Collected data
########

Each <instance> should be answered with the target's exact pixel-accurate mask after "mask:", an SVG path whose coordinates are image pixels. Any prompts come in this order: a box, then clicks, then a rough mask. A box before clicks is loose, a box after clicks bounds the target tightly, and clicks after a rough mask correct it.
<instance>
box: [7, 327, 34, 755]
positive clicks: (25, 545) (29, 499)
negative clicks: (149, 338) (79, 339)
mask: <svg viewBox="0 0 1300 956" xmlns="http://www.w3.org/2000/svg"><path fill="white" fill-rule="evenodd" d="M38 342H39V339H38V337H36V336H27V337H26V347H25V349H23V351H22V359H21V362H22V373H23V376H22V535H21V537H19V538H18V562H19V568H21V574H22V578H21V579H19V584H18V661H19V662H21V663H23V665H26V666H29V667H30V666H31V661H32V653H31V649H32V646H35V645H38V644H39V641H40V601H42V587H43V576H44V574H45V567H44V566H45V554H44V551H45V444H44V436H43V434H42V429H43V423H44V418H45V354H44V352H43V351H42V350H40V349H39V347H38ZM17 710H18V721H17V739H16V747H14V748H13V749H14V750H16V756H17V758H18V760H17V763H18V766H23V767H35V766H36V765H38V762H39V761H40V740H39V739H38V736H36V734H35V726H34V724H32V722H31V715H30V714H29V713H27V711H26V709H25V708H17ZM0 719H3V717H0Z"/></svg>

########

AIM OF THE EXERCISE
Lay out the stretch of data from its start through the line containing "negative clicks: (149, 338) (79, 339)" as a JSON list of strings, with one string per line and any blank lines omitted.

ANSWER SPACE
[
  "Each <instance> should be answered with the target's exact pixel-accurate mask after \"mask:\", an SVG path whose coordinates are image pixels. Any prompts come in this order: a box, then clicks, then a rough mask. A box before clicks is loose, a box after clicks bounds the target tightly, and clicks after a rough mask correct it.",
  "<instance>",
  "box: [7, 327, 34, 755]",
  "positive clicks: (25, 545) (29, 499)",
  "negative clicks: (149, 338) (79, 339)"
]